But those all appear to be problems for another day, at least for now. The S&P 500 jumped 1.2% and the Dow Jones Industrial Average surged 1.5% today—both indexes' largest one-day gains since July. The tech-heavy Nasdaq Composite gained 1%, while the small-cap Russell 2000 was up 1.5% 

This week's Federal Open Market Committee meeting went about as close to expected as possible. And investors and analysts seem to be less concerned about the impact of China Evergrande Group's looming default than they were to start the week.

There has been significantly more action in the bond market this week. On Wednesday, Federal Reserve officials signaled that as a group they now expect higher interest rates to arrive sooner than they did three months ago.

Long-term bond prices have traded down as a result. The yield on the 10-year U.S. Treasury note (which moves inversely to price) is up 0.1 percentage point—a big move for the bond market—in the past three days, to 1.41%. That's the highest 10-year yield since July, but still well off the 1.75% peak from March 2021.

It's also much lower than the yield as reflected by the Fed's latest "dot plot," which has the longer-run estimate of its target interest rate at 2.5%.

[Named-object pointing records]
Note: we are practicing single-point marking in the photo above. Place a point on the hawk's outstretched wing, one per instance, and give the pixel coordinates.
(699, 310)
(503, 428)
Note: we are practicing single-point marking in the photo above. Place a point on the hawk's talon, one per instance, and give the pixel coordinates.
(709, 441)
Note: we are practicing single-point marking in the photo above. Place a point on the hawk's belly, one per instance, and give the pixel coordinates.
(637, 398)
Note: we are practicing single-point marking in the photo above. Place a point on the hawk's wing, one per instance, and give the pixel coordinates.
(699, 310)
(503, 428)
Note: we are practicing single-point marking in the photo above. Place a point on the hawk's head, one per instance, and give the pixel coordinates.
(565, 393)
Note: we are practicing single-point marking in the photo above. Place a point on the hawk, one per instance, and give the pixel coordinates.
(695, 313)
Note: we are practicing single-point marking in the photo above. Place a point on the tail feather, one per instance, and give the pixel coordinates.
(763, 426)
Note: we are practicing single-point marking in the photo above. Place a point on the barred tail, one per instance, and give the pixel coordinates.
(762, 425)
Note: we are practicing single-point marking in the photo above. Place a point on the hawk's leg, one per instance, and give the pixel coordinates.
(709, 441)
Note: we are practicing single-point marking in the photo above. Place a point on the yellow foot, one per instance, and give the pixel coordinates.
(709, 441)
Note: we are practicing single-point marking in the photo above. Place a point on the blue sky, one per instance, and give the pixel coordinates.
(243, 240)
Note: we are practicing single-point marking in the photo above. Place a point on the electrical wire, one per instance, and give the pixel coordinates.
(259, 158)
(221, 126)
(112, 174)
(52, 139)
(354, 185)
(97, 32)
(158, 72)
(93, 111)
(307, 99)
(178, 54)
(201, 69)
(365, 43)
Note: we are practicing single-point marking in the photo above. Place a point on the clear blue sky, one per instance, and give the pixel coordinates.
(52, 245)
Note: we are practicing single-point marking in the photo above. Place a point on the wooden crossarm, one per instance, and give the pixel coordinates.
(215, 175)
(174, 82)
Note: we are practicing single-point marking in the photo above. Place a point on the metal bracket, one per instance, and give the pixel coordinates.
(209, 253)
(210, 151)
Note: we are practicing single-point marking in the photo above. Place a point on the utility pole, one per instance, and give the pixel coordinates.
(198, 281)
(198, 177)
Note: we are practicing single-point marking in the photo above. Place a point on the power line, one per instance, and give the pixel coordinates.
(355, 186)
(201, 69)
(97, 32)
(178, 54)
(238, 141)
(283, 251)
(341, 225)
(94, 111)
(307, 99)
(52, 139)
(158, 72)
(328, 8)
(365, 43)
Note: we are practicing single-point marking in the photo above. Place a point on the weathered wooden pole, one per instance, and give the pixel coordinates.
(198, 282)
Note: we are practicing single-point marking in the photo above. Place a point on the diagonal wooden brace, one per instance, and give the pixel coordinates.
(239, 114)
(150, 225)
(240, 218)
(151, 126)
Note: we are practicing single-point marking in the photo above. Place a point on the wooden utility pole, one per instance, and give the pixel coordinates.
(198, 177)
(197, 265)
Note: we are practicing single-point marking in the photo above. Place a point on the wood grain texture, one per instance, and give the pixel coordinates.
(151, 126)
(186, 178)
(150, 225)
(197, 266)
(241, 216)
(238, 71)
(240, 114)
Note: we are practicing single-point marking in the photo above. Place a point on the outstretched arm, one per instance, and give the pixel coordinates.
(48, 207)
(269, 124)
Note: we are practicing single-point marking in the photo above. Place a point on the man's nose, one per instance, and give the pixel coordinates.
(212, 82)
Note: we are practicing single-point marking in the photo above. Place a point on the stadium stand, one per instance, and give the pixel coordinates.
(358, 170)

> [Task instructions]:
• A. List every stock index named in the market report.
• B. In the market report, what longer-run estimate of the target interest rate does the Fed's latest "dot plot" show?
• C. Continue the market report from where it stops.

> [Solved tasks]:
• A. S&P 500, Dow Jones Industrial Average, Nasdaq Composite, Russell 2000

• B. 2.5%

• C.
Here's Thomas Mathews, markets economist at Capital Economics:

[This] suggests to us that even though the Fed has revised up its own inflation forecasts a bit, investors remain skeptical that inflationary pressures will be sustained. As such, they are confident that the central bank will be able to keep inflation under control without having to hike by all that much, and that even if the Fed were to hike a bit sooner, it would simply have to do less further down the line. This presumably helps to explain why the yield curve flattened yesterday, and why long-dated yields in general remain so low.

By contrast, we think inflationary pressures over the next few years will prove more sustained than investors anticipate. We expect this eventually to result in investors requiring more compensation for inflation, discounting additional rate hikes, or some combination of the two. As a result, we expect long-term Treasury yields to rise over time.

Bonds could eventually join stocks in an inevitable reversion to the mean.